- **Your goal**
Could you lay out all the records below as a Markdown table with a Number column for the row number and a Line column for the line, leaving out blank lines?

◇ ◇ ◇

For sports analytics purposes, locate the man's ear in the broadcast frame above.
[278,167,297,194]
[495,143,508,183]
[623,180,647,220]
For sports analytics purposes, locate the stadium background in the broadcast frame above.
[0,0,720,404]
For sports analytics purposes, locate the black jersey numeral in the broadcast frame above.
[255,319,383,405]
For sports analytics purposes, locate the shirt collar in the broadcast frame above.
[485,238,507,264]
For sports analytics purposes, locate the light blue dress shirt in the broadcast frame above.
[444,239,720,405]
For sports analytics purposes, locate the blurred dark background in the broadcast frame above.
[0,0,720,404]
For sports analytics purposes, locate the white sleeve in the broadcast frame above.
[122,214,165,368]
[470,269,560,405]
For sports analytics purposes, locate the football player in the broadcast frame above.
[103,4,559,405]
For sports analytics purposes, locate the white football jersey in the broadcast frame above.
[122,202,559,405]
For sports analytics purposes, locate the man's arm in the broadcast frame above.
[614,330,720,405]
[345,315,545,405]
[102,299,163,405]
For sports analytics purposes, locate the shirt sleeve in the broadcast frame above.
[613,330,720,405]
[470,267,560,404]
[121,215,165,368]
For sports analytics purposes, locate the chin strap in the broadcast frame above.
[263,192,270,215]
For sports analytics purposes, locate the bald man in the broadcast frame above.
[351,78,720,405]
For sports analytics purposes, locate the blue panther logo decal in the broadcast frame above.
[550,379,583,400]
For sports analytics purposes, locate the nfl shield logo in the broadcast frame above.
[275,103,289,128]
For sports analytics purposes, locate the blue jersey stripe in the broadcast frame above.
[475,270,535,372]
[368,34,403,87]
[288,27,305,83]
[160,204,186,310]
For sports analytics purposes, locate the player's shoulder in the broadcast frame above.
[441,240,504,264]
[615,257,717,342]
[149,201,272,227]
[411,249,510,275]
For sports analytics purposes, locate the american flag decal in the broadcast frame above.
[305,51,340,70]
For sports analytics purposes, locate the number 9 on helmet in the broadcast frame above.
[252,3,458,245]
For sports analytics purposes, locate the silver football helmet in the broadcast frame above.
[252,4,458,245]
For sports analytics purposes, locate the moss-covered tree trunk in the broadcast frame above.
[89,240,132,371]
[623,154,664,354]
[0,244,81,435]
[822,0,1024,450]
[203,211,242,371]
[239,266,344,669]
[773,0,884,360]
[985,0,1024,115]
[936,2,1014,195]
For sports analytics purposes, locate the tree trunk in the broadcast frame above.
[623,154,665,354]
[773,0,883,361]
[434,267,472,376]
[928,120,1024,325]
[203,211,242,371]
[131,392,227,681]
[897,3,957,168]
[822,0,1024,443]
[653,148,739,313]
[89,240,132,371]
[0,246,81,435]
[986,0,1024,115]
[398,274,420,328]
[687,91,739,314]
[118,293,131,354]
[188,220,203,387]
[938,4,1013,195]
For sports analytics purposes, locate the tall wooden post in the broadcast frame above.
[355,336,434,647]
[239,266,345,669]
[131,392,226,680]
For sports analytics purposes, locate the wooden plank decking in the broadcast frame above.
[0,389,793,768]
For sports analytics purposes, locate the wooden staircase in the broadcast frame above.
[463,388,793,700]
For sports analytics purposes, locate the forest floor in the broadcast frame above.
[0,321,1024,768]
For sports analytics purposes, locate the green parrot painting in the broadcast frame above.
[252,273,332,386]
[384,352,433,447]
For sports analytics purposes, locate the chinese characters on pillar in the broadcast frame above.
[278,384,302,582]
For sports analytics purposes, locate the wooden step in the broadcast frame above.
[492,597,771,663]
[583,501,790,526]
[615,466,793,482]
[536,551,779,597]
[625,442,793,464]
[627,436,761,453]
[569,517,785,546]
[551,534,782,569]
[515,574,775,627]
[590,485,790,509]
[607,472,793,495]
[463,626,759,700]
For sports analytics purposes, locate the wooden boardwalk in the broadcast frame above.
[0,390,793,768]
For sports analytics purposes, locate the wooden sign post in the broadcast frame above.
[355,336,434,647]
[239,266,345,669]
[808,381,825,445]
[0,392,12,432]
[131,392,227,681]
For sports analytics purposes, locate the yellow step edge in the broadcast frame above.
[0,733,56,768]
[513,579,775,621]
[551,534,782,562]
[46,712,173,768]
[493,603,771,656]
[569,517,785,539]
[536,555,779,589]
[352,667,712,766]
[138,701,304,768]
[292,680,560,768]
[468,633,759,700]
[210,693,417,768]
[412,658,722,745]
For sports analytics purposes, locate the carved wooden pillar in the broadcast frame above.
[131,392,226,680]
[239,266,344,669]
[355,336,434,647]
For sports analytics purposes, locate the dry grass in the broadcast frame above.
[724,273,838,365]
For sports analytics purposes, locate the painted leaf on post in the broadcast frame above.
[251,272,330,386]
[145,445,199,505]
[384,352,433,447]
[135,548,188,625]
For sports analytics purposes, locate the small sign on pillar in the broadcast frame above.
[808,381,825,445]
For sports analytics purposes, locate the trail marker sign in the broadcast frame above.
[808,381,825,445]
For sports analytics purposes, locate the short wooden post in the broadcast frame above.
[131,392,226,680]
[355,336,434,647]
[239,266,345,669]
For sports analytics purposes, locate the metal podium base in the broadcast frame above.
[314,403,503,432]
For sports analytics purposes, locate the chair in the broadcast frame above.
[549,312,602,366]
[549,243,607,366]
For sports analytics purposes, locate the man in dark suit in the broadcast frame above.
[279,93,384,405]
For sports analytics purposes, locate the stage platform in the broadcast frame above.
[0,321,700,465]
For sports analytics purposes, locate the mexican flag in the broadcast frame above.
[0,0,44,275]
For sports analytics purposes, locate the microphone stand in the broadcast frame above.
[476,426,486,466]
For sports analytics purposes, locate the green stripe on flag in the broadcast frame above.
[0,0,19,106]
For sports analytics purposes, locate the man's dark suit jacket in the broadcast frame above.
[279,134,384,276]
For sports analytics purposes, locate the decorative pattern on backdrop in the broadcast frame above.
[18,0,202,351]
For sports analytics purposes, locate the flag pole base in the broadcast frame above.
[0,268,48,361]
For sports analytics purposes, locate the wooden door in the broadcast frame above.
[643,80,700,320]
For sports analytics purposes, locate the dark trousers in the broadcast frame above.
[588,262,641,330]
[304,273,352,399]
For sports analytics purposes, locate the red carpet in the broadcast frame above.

◇ ◇ ◇

- **Task result**
| Number | Line |
|---|---|
| 1 | For sports analytics purposes, locate the man's ear in the broadcast frame above. |
| 2 | [278,167,297,194] |
| 3 | [495,143,508,183] |
| 4 | [623,180,647,220] |
| 5 | For sports analytics purposes, locate the stadium background in the broadcast frame above. |
| 6 | [0,0,720,404] |
| 7 | For sports analytics purposes, locate the black jersey numeral in the broadcast frame above. |
| 8 | [255,319,383,405] |
| 9 | For sports analytics purposes, locate the shirt collar in the broadcast frame above. |
| 10 | [485,238,507,264] |
| 11 | For sports analytics purposes, locate the light blue dress shirt in the broadcast frame above. |
| 12 | [444,239,720,405] |
| 13 | For sports analytics purposes, locate the blurred dark background in the broadcast frame above. |
| 14 | [0,0,720,404] |
| 15 | For sports analytics purposes, locate the white sleeve in the broadcast frame above. |
| 16 | [122,214,165,368] |
| 17 | [470,269,560,405] |
| 18 | For sports analytics purposes, locate the football player in the broadcast frame above. |
| 19 | [103,4,559,405] |
| 20 | For sports analytics purposes, locate the white football jersey in the broadcast frame above. |
| 21 | [122,202,559,405] |
| 22 | For sports analytics purposes, locate the man's arm in the broadcast frame above. |
| 23 | [614,330,720,405] |
| 24 | [345,315,545,405] |
| 25 | [102,299,163,405] |
| 26 | For sports analytics purposes, locate the shirt sleeve in the broadcast frame above. |
| 27 | [613,330,720,405] |
| 28 | [470,267,560,404] |
| 29 | [121,215,165,368] |
| 30 | For sports analytics purposes, locate the chin strap in the broadcast frame above. |
| 31 | [263,192,270,215] |
| 32 | For sports analytics purposes, locate the bald man in the broadcast frame above. |
| 33 | [351,78,720,405] |
| 34 | For sports analytics purposes, locate the blue panther logo decal in the broadcast frame above. |
| 35 | [550,379,583,400] |
| 36 | For sports analytics purposes, locate the nfl shield logo in the broadcast frame above. |
| 37 | [275,103,289,128] |
| 38 | For sports analytics purposes, locate the blue jersey stripe in the broadcast frame above. |
| 39 | [475,270,535,372] |
| 40 | [368,34,403,87] |
| 41 | [288,27,305,83] |
| 42 | [160,204,186,310] |
| 43 | For sports analytics purposes, locate the player's shoulder in the broadcast frame above. |
| 44 | [441,240,504,264] |
| 45 | [615,257,717,342] |
| 46 | [149,201,272,227] |
| 47 | [411,249,510,275] |
| 48 | For sports analytics purposes, locate the american flag decal in the broadcast frame above. |
| 49 | [305,51,340,70] |
| 50 | For sports analytics purposes, locate the number 9 on helmet in the broadcast frame above. |
| 51 | [252,3,458,245] |
| 52 | For sports analytics purposes, locate the silver football helmet in the broadcast frame above. |
| 53 | [252,4,458,245] |
| 54 | For sports analytics purposes, locate the moss-covered tree trunk in the broadcast frame above. |
| 55 | [89,240,132,371] |
| 56 | [623,154,664,354] |
| 57 | [0,244,81,435] |
| 58 | [822,0,1024,450] |
| 59 | [203,211,242,371] |
| 60 | [239,266,344,669] |
| 61 | [773,0,884,360] |
| 62 | [985,0,1024,115] |
| 63 | [936,2,1014,195] |
| 64 | For sports analytics purposes, locate the tree trunk in the broadcast frame above. |
| 65 | [623,154,665,354] |
| 66 | [773,0,883,361] |
| 67 | [434,267,472,376] |
| 68 | [928,120,1024,325] |
| 69 | [203,211,242,371] |
| 70 | [131,392,227,681] |
| 71 | [897,3,957,168] |
| 72 | [822,0,1024,443] |
| 73 | [653,148,739,313] |
| 74 | [89,240,132,371] |
| 75 | [0,246,81,435] |
| 76 | [986,0,1024,115] |
| 77 | [398,274,420,328] |
| 78 | [687,91,739,314] |
| 79 | [118,293,131,354] |
| 80 | [188,220,203,387] |
| 81 | [938,4,1013,195] |
| 82 | For sports analytics purposes, locate the tall wooden post in the broadcast frame above. |
| 83 | [355,336,434,647] |
| 84 | [239,266,345,669] |
| 85 | [131,392,226,680] |
| 86 | For sports analytics purposes, locate the wooden plank decking in the broadcast frame above. |
| 87 | [0,389,793,768] |
| 88 | For sports analytics purposes, locate the wooden staircase in the broadcast frame above. |
| 89 | [463,388,793,700] |
| 90 | For sports analytics purposes, locate the forest floor in the broadcast frame above. |
| 91 | [0,321,1024,768] |
| 92 | For sports analytics purposes, locate the green parrot painting in the broadcast frame above. |
| 93 | [252,273,332,386] |
| 94 | [384,352,433,447] |
| 95 | For sports analytics purposes, locate the chinese characters on pillar in the broadcast frame above. |
| 96 | [278,384,302,582] |
| 97 | For sports analytics purposes, locate the wooden step in the broadcast frame above. |
| 98 | [492,597,771,663] |
| 99 | [583,501,790,526] |
| 100 | [615,466,793,482] |
| 101 | [536,551,779,597] |
| 102 | [625,442,793,464] |
| 103 | [627,436,761,453] |
| 104 | [569,517,785,546] |
| 105 | [551,534,782,569] |
| 106 | [515,574,775,627] |
| 107 | [590,485,790,509] |
| 108 | [607,472,793,495] |
| 109 | [463,626,759,700] |
| 110 | For sports analytics purposes, locate the wooden boardwalk in the broadcast frame above. |
| 111 | [0,390,793,768] |
| 112 | For sports analytics purposes, locate the wooden sign post in the broadcast frame above. |
| 113 | [355,336,434,647] |
| 114 | [239,266,345,669] |
| 115 | [808,381,825,445] |
| 116 | [0,392,12,432] |
| 117 | [131,392,227,681] |
| 118 | For sports analytics purposes, locate the yellow step edge in the broadcast frame above. |
| 119 | [0,733,56,768] |
| 120 | [513,579,775,621] |
| 121 | [551,534,782,562] |
| 122 | [46,712,173,768] |
| 123 | [493,603,771,656] |
| 124 | [569,517,785,539] |
| 125 | [536,555,779,589] |
| 126 | [352,667,712,766] |
| 127 | [138,701,304,768] |
| 128 | [292,680,560,768] |
| 129 | [468,633,759,700] |
| 130 | [210,693,417,768] |
| 131 | [412,658,722,745] |
| 132 | For sports analytics purposes, locate the carved wooden pillar in the broadcast frame above. |
| 133 | [131,392,226,680] |
| 134 | [239,266,344,669] |
| 135 | [355,336,434,647] |
| 136 | For sports analytics purposes, locate the dry grass in the broadcast frame above. |
| 137 | [724,273,838,365] |
| 138 | For sports analytics purposes, locate the painted leaf on post in the broadcast frame above. |
| 139 | [251,272,330,386] |
| 140 | [145,445,199,505] |
| 141 | [384,352,433,447] |
| 142 | [135,548,188,625] |
| 143 | For sports analytics purposes, locate the small sign on pillar in the broadcast frame above. |
| 144 | [808,381,825,445] |
| 145 | For sports analytics purposes, locate the trail marker sign in the broadcast frame above. |
| 146 | [808,381,825,445] |
| 147 | For sports analytics purposes, locate the short wooden post in the broadcast frame above. |
| 148 | [131,392,226,680] |
| 149 | [355,336,434,647] |
| 150 | [239,266,345,669] |
| 151 | For sports analytics purposes, locate the metal podium base in the broadcast frame above. |
| 152 | [314,403,503,432] |
| 153 | For sports analytics purposes, locate the chair in the broadcast frame above. |
| 154 | [549,312,602,366] |
| 155 | [549,243,607,366] |
| 156 | For sports analytics purposes, locate the man in dark suit in the broadcast frame above. |
| 157 | [279,93,384,405] |
| 158 | For sports analytics purposes, locate the stage platform in the broadcast frame above. |
| 159 | [0,321,700,465] |
| 160 | For sports analytics purposes, locate the mexican flag in the broadcast frame above. |
| 161 | [0,0,44,275] |
| 162 | For sports analytics purposes, locate the microphone stand in the broadcast frame above. |
| 163 | [476,426,486,466] |
| 164 | For sports analytics purposes, locate the green stripe on flag in the broadcast frame above. |
| 165 | [0,0,19,106] |
| 166 | For sports analytics purposes, locate the man's dark suit jacket in the broadcast frame above. |
| 167 | [279,134,384,276] |
| 168 | For sports analytics purposes, locate the decorative pattern on backdrop in the broadcast frame above. |
| 169 | [18,0,202,351] |
| 170 | For sports analytics purposes, locate the flag pole base in the broadcast frame above. |
| 171 | [0,268,48,361] |
| 172 | For sports analytics purposes, locate the wooden door in the broadcast frame above. |
| 173 | [643,80,700,320] |
| 174 | For sports analytics purposes, locate the dark trousers in the broadcast frame above. |
| 175 | [588,262,641,330] |
| 176 | [304,273,352,399] |
| 177 | For sports analytics purposes, locate the red carpet in the broadcast frame above. |